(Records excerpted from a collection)
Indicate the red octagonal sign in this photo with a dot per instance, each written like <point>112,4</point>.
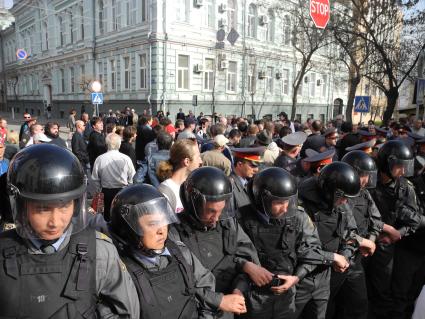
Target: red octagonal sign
<point>320,12</point>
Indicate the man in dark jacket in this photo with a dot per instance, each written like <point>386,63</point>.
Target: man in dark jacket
<point>52,131</point>
<point>97,145</point>
<point>79,146</point>
<point>144,136</point>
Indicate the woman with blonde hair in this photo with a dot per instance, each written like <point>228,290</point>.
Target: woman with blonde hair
<point>184,158</point>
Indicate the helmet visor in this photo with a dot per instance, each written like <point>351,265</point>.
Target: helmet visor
<point>372,178</point>
<point>279,207</point>
<point>145,217</point>
<point>210,209</point>
<point>400,167</point>
<point>49,220</point>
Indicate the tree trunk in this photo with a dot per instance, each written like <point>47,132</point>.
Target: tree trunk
<point>354,82</point>
<point>294,102</point>
<point>392,96</point>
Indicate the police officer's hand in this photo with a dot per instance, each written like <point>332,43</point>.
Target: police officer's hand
<point>233,303</point>
<point>340,263</point>
<point>385,239</point>
<point>367,247</point>
<point>391,233</point>
<point>289,281</point>
<point>259,275</point>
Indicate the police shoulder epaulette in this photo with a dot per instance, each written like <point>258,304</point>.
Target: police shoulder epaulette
<point>104,237</point>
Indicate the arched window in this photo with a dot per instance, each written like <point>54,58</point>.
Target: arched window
<point>101,17</point>
<point>286,30</point>
<point>252,20</point>
<point>61,31</point>
<point>270,26</point>
<point>232,14</point>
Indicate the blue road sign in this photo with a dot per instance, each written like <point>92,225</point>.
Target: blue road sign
<point>362,104</point>
<point>97,98</point>
<point>21,54</point>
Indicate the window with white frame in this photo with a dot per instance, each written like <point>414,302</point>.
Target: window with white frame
<point>232,15</point>
<point>270,26</point>
<point>132,12</point>
<point>183,72</point>
<point>126,73</point>
<point>231,76</point>
<point>100,72</point>
<point>208,14</point>
<point>143,9</point>
<point>72,26</point>
<point>209,74</point>
<point>286,30</point>
<point>62,80</point>
<point>142,71</point>
<point>116,14</point>
<point>252,20</point>
<point>72,79</point>
<point>313,83</point>
<point>324,85</point>
<point>61,31</point>
<point>251,78</point>
<point>82,73</point>
<point>101,16</point>
<point>45,36</point>
<point>182,10</point>
<point>285,81</point>
<point>112,75</point>
<point>81,23</point>
<point>269,80</point>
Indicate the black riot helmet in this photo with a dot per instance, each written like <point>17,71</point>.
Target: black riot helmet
<point>363,164</point>
<point>44,176</point>
<point>206,185</point>
<point>273,184</point>
<point>338,180</point>
<point>395,153</point>
<point>128,209</point>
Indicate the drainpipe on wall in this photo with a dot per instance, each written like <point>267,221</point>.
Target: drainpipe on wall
<point>244,66</point>
<point>164,57</point>
<point>150,57</point>
<point>3,68</point>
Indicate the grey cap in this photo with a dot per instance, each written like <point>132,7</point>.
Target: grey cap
<point>294,139</point>
<point>362,146</point>
<point>313,156</point>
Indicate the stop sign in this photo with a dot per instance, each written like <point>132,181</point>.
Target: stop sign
<point>320,12</point>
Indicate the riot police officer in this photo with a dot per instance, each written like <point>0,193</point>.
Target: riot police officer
<point>324,198</point>
<point>350,294</point>
<point>209,229</point>
<point>389,271</point>
<point>52,265</point>
<point>286,240</point>
<point>170,280</point>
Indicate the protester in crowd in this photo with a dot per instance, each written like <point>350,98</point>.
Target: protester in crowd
<point>164,142</point>
<point>79,146</point>
<point>184,158</point>
<point>52,131</point>
<point>112,171</point>
<point>127,148</point>
<point>96,145</point>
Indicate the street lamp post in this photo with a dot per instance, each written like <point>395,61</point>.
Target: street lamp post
<point>96,87</point>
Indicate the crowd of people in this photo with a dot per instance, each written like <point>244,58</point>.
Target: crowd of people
<point>212,217</point>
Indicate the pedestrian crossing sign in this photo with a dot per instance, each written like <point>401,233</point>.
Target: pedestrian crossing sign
<point>97,98</point>
<point>362,104</point>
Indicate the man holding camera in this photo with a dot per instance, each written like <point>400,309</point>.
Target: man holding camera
<point>286,240</point>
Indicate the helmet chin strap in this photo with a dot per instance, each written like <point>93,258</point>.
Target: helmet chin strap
<point>150,252</point>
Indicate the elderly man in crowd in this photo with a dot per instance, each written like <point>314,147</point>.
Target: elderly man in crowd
<point>112,171</point>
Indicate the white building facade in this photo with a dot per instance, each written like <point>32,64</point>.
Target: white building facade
<point>161,54</point>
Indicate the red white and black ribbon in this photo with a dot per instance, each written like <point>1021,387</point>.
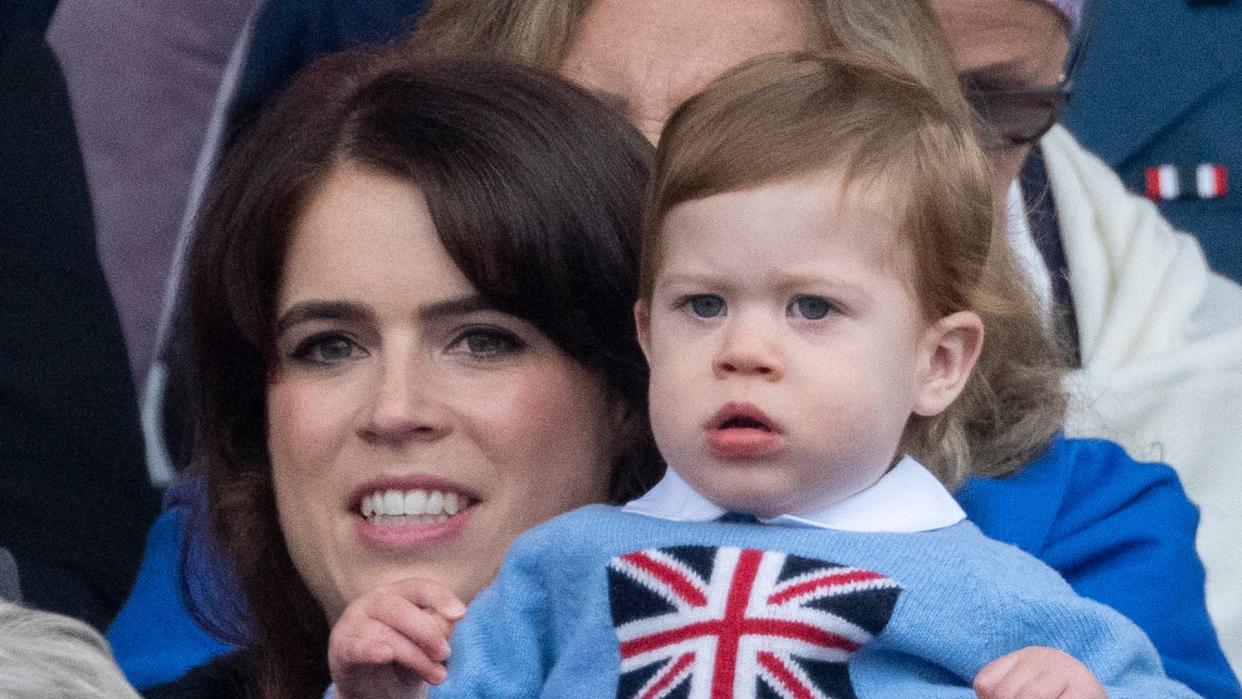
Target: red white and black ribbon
<point>1207,180</point>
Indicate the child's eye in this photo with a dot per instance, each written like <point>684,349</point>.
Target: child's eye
<point>487,343</point>
<point>327,349</point>
<point>810,307</point>
<point>706,306</point>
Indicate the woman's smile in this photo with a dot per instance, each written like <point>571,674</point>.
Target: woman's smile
<point>414,428</point>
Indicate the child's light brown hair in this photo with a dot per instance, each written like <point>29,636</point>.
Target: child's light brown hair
<point>780,117</point>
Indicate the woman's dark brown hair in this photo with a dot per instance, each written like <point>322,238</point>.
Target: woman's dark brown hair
<point>534,189</point>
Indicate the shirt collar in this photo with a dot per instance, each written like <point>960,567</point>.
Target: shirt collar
<point>908,498</point>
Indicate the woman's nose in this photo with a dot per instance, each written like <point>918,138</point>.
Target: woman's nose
<point>404,407</point>
<point>748,351</point>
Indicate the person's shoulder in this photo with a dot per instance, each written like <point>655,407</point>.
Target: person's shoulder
<point>576,529</point>
<point>226,677</point>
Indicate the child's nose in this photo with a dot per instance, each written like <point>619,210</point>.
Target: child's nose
<point>748,354</point>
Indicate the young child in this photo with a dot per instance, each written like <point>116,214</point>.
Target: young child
<point>811,298</point>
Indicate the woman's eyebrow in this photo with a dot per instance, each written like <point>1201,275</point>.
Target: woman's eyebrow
<point>359,313</point>
<point>322,311</point>
<point>457,306</point>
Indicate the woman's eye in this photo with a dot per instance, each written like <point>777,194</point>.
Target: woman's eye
<point>810,307</point>
<point>488,343</point>
<point>326,348</point>
<point>706,306</point>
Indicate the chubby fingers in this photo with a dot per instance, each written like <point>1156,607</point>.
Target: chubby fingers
<point>406,623</point>
<point>1037,673</point>
<point>429,595</point>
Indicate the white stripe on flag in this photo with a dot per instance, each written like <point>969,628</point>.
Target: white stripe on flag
<point>1205,179</point>
<point>1169,188</point>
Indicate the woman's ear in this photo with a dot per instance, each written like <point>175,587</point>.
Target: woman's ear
<point>950,349</point>
<point>642,322</point>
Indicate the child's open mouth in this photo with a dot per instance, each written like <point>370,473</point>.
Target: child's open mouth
<point>740,431</point>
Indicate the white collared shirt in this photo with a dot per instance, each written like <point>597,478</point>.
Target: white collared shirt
<point>908,498</point>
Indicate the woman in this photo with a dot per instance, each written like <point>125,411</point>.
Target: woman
<point>411,334</point>
<point>1081,507</point>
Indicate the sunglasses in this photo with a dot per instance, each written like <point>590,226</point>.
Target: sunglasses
<point>1017,117</point>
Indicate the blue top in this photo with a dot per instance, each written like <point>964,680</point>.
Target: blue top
<point>1084,508</point>
<point>601,601</point>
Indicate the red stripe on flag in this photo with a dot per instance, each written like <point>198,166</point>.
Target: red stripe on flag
<point>811,585</point>
<point>786,679</point>
<point>1153,178</point>
<point>783,628</point>
<point>670,677</point>
<point>732,626</point>
<point>668,575</point>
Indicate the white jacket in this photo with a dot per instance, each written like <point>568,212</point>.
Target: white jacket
<point>1161,351</point>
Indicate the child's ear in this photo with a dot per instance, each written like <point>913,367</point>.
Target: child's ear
<point>950,349</point>
<point>642,320</point>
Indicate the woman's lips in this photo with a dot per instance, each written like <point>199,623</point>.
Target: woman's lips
<point>742,431</point>
<point>395,535</point>
<point>407,510</point>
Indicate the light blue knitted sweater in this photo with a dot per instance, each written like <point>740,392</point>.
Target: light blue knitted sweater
<point>599,602</point>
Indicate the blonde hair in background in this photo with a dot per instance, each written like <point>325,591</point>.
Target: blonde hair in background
<point>1016,399</point>
<point>46,656</point>
<point>904,32</point>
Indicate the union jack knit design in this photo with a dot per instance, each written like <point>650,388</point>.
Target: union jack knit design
<point>706,622</point>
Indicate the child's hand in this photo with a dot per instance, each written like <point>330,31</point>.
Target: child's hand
<point>1037,673</point>
<point>393,638</point>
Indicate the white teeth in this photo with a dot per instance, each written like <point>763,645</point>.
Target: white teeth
<point>427,507</point>
<point>415,502</point>
<point>394,502</point>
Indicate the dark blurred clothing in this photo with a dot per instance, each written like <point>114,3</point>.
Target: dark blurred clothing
<point>1160,83</point>
<point>75,499</point>
<point>143,77</point>
<point>290,34</point>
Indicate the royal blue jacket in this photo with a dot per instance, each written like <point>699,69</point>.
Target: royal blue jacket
<point>1119,532</point>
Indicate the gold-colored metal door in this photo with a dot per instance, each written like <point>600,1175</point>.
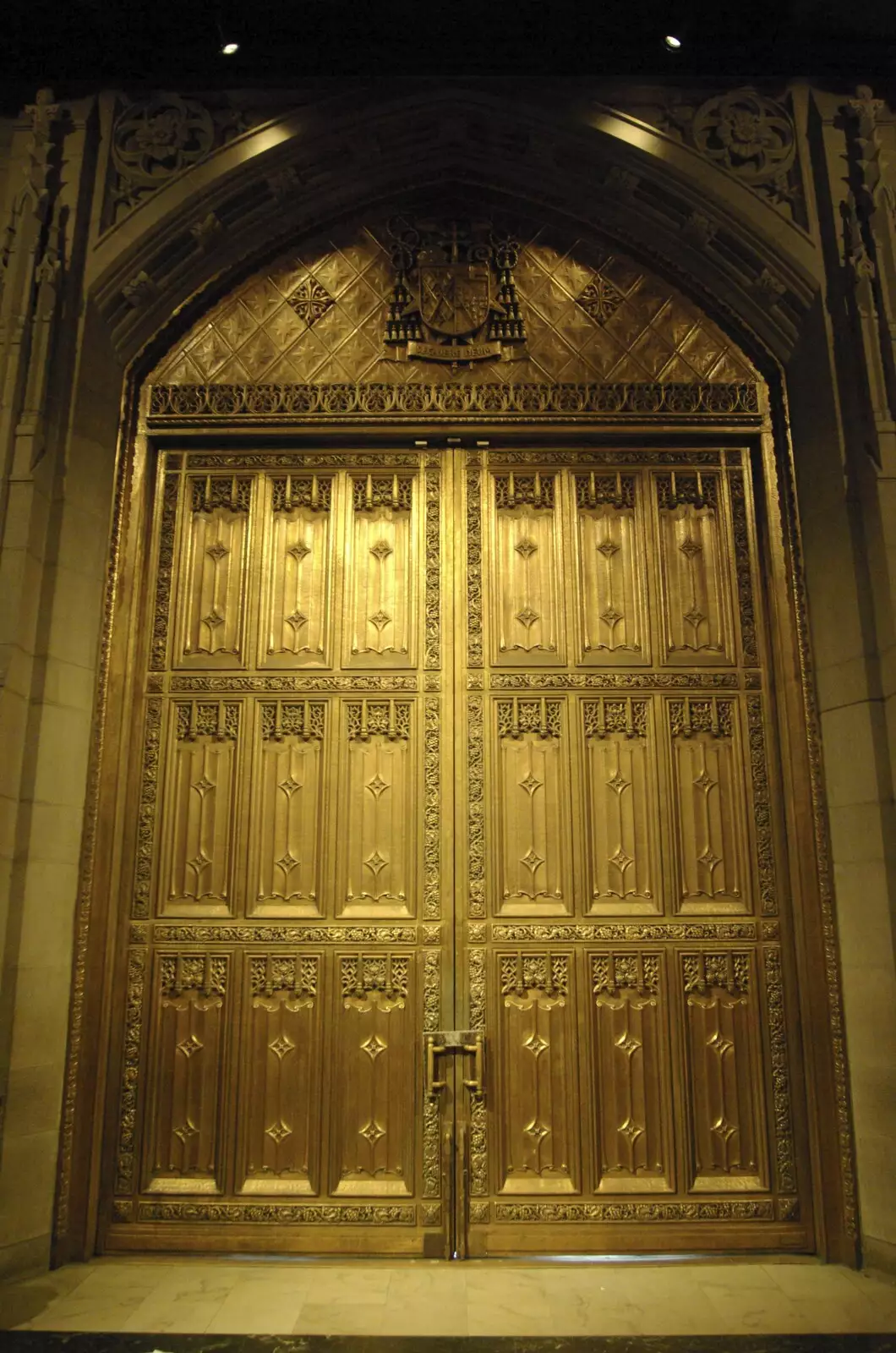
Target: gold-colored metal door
<point>624,917</point>
<point>292,863</point>
<point>455,870</point>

> [REQUIRED WORK] Only the lines from the line bearing "Indicate the white teeth" to the end of the listing above, both inclusive, should be extracted verbatim; the pictures are excluded.

> [RESULT OF THE TASK]
Indicate the white teeth in this photo with a dot per instance, each written like <point>763,645</point>.
Target: white teeth
<point>427,507</point>
<point>415,502</point>
<point>394,502</point>
Indicate the dark blurred clothing in this photo with a dot per instance, each written like <point>114,3</point>.
Target: dark blurred clothing
<point>1160,83</point>
<point>75,499</point>
<point>143,77</point>
<point>290,34</point>
Indicate the royal blue jacket in this photo with a dot per instance, each written like <point>699,69</point>.
Target: royal blue jacket
<point>1119,532</point>
Indicate the gold-colored metal door in this photo with a dot per instance, each written like <point>600,1175</point>.
Target: gold-colored metal door
<point>624,917</point>
<point>292,863</point>
<point>455,870</point>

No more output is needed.